# [Material for this task]
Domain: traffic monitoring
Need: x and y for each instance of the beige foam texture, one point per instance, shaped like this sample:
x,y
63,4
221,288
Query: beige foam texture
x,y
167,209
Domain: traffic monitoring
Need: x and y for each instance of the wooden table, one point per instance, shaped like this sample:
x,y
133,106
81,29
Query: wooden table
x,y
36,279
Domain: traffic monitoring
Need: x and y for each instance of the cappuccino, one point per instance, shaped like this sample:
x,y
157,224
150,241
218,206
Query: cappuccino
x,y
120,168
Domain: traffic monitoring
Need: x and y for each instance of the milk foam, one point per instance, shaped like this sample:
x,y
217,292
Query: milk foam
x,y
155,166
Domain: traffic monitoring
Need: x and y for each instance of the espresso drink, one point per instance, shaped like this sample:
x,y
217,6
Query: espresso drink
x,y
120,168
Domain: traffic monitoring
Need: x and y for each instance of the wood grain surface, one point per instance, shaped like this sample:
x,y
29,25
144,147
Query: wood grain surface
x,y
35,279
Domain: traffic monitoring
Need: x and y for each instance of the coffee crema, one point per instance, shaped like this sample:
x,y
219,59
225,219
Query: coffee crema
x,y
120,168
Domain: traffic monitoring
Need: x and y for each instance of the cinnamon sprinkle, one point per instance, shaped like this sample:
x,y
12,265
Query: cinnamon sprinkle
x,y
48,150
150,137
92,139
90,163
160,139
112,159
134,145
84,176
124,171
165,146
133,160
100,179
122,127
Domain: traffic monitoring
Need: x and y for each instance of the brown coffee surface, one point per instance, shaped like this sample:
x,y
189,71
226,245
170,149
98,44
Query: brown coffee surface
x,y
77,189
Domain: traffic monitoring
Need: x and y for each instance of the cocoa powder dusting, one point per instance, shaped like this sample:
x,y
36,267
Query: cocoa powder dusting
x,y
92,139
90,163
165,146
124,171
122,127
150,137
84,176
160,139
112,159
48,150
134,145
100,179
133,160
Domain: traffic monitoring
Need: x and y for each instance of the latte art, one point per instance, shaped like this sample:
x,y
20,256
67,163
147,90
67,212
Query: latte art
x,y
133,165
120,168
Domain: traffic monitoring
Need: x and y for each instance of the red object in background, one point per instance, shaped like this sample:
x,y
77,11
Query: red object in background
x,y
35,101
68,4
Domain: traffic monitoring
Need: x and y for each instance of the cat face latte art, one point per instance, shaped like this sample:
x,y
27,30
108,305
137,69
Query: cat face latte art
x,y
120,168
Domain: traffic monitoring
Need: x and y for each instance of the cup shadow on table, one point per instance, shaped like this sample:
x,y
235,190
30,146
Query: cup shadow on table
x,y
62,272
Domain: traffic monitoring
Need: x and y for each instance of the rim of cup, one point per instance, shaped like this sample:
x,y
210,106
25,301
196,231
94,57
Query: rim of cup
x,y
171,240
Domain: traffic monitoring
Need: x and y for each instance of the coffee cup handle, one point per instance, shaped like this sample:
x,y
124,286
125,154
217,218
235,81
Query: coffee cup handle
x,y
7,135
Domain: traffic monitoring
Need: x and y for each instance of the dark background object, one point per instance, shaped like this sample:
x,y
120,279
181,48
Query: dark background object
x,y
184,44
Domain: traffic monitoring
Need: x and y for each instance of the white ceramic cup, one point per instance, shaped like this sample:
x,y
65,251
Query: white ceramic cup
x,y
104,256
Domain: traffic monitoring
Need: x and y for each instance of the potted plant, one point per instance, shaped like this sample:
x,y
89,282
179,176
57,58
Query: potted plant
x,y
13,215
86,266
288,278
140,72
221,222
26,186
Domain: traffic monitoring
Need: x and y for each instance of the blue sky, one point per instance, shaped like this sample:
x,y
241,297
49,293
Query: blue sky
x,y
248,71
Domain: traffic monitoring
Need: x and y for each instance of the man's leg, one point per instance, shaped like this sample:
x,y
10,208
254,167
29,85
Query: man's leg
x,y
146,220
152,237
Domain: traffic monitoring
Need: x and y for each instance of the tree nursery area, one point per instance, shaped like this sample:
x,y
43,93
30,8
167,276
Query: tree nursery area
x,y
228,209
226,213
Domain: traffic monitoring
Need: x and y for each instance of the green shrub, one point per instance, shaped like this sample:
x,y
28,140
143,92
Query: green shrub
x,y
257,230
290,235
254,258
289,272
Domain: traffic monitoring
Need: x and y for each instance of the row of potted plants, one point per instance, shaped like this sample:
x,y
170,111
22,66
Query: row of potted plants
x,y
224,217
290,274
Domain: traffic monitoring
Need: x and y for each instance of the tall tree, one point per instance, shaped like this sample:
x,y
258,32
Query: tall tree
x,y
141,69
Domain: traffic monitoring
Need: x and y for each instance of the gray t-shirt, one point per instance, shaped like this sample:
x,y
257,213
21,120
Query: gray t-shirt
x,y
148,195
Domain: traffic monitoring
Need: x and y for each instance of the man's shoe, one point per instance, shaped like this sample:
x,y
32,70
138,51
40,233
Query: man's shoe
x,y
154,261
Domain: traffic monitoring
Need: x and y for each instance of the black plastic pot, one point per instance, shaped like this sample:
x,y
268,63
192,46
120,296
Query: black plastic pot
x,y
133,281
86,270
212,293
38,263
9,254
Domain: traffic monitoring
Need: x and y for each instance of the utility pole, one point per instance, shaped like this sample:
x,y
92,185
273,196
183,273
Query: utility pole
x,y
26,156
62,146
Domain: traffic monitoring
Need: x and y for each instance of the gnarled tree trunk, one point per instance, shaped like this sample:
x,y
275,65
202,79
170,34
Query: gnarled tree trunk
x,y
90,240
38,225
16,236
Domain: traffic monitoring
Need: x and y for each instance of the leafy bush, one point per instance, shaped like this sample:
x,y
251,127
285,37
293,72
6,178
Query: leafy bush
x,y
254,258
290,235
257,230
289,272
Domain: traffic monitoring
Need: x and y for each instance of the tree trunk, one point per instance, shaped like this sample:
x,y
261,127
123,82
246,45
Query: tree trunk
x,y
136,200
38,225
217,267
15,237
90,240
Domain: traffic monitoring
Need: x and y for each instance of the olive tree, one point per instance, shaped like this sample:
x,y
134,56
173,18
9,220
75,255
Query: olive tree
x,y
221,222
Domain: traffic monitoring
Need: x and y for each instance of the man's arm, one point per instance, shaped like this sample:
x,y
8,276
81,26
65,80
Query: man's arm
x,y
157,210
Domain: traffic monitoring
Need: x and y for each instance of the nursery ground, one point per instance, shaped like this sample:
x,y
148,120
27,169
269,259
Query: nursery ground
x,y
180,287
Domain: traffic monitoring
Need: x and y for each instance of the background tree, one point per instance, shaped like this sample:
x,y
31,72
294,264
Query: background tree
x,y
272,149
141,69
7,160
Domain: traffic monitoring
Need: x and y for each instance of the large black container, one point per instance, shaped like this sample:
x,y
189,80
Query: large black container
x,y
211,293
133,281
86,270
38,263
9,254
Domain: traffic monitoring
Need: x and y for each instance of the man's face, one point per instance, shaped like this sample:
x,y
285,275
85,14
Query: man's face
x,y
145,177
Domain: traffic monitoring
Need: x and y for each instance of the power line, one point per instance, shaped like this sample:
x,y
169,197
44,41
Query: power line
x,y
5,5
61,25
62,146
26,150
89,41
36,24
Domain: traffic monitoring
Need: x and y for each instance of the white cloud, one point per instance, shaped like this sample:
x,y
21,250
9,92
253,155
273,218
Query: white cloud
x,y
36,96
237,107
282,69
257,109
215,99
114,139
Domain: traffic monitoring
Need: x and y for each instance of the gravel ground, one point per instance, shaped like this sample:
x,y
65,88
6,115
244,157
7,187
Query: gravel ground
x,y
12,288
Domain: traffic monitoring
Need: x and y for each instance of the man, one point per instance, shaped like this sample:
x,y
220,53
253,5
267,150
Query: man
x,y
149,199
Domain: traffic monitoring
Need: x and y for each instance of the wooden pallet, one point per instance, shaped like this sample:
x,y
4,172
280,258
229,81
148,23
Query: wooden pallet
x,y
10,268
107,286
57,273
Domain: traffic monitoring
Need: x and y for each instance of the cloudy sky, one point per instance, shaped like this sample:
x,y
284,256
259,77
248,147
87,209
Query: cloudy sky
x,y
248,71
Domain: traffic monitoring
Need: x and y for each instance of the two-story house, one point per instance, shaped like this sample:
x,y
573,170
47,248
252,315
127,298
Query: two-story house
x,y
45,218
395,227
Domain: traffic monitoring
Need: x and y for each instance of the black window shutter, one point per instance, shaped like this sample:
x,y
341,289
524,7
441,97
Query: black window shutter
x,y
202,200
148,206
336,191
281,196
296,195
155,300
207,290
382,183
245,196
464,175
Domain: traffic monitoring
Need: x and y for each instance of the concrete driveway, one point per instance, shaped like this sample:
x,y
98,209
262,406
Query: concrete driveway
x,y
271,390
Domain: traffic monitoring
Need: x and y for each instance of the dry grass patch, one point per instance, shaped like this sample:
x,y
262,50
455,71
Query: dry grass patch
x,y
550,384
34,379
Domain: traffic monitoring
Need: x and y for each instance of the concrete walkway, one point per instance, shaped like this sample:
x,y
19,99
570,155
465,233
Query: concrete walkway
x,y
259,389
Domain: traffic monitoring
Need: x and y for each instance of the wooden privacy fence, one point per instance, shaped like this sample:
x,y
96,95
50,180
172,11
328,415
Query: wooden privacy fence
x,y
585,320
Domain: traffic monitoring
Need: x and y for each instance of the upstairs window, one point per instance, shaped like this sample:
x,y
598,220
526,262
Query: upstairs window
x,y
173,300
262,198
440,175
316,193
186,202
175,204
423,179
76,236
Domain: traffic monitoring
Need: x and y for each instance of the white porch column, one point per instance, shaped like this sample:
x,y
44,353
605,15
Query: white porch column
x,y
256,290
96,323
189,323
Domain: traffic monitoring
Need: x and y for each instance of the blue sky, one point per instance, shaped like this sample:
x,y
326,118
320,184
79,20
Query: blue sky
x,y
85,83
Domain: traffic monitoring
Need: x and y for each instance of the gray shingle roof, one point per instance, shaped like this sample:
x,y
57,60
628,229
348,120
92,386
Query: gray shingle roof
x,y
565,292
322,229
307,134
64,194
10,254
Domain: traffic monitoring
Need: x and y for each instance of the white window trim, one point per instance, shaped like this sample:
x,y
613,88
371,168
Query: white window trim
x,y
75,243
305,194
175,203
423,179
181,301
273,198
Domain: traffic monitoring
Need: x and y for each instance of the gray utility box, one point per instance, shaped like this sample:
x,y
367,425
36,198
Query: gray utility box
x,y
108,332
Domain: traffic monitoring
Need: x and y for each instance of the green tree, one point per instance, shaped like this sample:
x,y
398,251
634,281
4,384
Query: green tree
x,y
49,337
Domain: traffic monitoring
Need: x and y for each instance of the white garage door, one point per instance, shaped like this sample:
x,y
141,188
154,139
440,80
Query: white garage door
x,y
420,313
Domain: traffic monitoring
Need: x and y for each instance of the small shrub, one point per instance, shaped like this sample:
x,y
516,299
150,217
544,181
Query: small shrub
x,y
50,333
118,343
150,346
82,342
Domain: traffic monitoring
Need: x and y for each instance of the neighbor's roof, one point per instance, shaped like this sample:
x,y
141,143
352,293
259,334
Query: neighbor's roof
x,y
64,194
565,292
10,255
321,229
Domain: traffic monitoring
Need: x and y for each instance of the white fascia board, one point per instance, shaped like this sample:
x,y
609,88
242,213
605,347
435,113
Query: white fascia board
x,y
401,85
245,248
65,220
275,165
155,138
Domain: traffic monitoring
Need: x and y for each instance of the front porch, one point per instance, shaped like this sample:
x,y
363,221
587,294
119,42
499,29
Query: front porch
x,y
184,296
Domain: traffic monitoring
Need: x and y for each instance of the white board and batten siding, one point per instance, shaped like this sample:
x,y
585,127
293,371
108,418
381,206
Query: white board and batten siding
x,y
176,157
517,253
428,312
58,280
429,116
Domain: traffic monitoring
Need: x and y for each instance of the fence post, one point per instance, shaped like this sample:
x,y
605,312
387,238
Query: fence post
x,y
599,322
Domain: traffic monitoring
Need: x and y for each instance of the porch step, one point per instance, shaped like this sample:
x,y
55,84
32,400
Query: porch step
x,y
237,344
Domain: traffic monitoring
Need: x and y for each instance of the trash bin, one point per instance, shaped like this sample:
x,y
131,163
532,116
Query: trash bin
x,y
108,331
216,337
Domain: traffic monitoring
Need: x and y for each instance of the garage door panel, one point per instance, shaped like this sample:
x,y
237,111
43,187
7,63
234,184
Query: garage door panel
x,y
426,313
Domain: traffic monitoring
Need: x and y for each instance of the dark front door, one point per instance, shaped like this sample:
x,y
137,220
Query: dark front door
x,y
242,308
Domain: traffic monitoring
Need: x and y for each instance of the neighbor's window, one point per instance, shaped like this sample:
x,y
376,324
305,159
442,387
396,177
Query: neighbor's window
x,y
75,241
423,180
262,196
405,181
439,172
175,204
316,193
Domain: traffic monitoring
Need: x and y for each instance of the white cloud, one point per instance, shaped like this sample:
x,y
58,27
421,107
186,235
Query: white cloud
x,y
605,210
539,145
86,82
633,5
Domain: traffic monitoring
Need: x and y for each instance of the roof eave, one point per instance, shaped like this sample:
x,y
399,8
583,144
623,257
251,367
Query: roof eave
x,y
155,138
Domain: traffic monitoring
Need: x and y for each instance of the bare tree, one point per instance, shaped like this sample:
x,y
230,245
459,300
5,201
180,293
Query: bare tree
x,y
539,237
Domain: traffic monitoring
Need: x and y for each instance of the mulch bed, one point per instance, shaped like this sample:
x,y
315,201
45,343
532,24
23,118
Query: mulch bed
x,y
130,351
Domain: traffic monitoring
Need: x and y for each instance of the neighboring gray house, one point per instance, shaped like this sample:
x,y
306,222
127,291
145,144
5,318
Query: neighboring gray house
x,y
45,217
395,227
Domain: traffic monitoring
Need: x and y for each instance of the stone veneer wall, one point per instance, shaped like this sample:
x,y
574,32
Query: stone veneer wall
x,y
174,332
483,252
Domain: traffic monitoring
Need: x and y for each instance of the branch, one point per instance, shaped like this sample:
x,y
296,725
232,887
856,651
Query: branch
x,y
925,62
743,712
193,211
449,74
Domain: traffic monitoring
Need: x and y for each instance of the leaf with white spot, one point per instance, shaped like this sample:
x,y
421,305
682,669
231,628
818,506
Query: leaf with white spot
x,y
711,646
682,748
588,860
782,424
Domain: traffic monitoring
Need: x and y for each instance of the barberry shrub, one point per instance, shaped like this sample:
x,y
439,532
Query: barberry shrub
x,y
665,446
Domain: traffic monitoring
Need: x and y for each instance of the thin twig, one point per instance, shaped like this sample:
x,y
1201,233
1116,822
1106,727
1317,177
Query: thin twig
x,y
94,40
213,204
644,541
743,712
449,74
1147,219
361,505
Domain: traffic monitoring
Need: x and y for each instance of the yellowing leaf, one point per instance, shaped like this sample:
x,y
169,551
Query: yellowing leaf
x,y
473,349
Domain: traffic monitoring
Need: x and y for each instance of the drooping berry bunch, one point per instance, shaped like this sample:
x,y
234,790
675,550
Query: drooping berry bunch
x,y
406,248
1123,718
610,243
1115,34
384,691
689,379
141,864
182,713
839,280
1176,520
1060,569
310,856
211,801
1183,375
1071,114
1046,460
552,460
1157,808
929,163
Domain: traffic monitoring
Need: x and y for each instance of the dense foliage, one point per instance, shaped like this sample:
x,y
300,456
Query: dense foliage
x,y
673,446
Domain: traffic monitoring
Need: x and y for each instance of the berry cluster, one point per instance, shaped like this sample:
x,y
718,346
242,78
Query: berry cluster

# [Required task]
Which lines in the material above contain the word "concrete"? Pick out each one and copy it in full.

# [Solution to the exercise]
Need: x and y for each instance of the concrete driveway, one point per instance, shaped like this sample:
Query: concrete driveway
Need: x and y for each instance of the concrete walkway, one point per instance, shaped like this sample:
Query: concrete walkway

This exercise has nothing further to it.